- **Задание**
Определите, согласуется ли каждое утверждение с фрагментом о Тухачевском, и ответьте «да» или «нет», приведя дословно решающие слова фрагмента.
1. Тухачевский считал, что русский солдат стал другим по сравнению с прежним.
2. Тухачевский называл свои планы настоящим служением народу.
3. Согласно выводу фрагмента, большевистская власть привлекала бывшего подпоручика прежде всего идеологически.

- **Фрагмент документа**
Почти такое же возбужденное состояние Тухачевского вспоминал другой его однополчанин в январе 1919 г. Приглашая своего приятеля на службу в Красную армию, «Тухачевский. (он был к тому времени только что назначен командующим 8-я армией. – С.М.) говорил о возрождении армии, о реформах и т. д. Видимо, опьяненный своею ролью и осуществлением своей мечты, он восторженно строил планы покорения всего, что противится новому строю, говорил, что это настоящее служение народу. По его словам, надо было прежде всего покорить все, что противится армии, возродить ее на старых основаниях, он говорил, что, не все ли равно, кому служить, веря в непобедимость русского солдата, который, по его мнению, остался тем же, что и раньше, только надо его дисциплинировать…Тухачевский произвел в это время впечатление человека бесконечно самовлюбленного, не считающегося ни с чем, чтобы только дойти до своей цели, достигнуть славы и власти, не считаясь с тем, через чьи трупы она его приведет, не заботясь ни о ком, кроме себя»538. Таким образом, бывшего подпоручика и будущего маршала большевистская власть привлекала не идеологически, а преимущественно как средство военного возрождения России и собственной полководческой карьеры.

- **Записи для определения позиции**
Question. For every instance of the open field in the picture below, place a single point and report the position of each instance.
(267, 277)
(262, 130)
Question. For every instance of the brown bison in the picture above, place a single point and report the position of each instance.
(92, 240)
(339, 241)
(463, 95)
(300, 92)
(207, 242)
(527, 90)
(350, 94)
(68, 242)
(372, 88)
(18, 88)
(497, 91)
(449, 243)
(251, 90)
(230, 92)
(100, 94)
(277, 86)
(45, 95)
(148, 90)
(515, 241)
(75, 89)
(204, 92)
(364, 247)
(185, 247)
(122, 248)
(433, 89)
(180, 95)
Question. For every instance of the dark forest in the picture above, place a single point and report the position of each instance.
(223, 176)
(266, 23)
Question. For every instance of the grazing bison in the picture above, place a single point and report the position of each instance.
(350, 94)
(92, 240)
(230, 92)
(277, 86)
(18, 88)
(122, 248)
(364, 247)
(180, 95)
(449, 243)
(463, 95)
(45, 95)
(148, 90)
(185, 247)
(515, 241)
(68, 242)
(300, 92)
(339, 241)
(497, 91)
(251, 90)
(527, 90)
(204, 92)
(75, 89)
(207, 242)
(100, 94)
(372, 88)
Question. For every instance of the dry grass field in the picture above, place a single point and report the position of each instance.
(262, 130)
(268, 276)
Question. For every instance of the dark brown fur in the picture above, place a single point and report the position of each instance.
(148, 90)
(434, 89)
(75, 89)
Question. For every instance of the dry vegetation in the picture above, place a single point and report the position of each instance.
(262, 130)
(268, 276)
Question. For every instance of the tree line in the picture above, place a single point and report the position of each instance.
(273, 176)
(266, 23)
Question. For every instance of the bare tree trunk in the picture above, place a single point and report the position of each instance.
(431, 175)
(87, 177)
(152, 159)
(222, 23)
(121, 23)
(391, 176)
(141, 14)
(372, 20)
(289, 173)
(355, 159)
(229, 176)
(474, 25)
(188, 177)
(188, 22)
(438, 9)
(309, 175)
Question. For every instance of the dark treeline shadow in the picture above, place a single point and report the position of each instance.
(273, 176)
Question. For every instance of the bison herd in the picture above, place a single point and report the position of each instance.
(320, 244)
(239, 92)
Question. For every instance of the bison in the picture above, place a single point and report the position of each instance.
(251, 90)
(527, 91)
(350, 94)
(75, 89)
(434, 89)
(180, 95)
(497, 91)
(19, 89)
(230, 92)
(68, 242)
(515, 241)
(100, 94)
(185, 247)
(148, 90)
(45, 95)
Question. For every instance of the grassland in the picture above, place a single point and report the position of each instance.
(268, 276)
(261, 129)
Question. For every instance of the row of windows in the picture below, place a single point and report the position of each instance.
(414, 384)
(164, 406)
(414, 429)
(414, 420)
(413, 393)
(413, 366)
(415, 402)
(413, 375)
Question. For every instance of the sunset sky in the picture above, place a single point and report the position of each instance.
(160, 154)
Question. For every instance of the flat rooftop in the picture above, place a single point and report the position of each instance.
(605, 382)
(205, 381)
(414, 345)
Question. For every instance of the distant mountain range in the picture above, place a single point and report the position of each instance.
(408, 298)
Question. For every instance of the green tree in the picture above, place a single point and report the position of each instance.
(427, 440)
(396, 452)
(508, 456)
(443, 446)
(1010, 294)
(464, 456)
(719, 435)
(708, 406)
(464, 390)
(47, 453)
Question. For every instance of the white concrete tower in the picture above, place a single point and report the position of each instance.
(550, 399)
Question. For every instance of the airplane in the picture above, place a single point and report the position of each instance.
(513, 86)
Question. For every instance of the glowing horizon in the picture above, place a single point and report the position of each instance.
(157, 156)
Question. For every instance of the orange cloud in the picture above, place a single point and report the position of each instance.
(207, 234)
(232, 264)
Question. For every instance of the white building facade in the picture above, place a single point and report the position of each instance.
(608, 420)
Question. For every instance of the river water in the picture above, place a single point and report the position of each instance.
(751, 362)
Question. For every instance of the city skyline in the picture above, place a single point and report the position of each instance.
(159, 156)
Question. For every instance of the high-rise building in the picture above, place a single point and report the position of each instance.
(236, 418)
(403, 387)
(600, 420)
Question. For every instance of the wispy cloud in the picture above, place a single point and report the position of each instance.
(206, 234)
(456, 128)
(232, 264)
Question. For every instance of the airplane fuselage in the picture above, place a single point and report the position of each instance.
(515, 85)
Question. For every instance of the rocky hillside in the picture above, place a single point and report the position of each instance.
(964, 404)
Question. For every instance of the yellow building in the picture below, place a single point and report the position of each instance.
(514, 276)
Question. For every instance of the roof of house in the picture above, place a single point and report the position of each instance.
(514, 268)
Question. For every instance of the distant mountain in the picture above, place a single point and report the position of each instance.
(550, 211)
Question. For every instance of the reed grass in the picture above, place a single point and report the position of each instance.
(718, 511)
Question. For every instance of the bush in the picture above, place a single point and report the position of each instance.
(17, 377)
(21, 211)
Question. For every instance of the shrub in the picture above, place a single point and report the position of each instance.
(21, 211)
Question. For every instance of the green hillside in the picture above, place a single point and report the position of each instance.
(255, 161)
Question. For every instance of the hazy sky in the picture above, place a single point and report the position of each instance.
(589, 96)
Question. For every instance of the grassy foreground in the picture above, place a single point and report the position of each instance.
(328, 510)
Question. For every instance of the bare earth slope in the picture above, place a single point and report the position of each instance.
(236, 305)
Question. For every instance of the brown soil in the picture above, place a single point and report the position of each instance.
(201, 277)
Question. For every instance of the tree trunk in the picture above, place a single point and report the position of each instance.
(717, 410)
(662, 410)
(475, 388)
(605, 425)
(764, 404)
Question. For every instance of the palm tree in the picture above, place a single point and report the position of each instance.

- **Полный ответ**
1. Нет: «веря в непобедимость русского солдата, который, по его мнению, остался тем же, что и раньше».
2. Да: «говорил, что это настоящее служение народу».
3. Нет: «большевистская власть привлекала не идеологически, а преимущественно как средство военного возрождения России и собственной полководческой карьеры».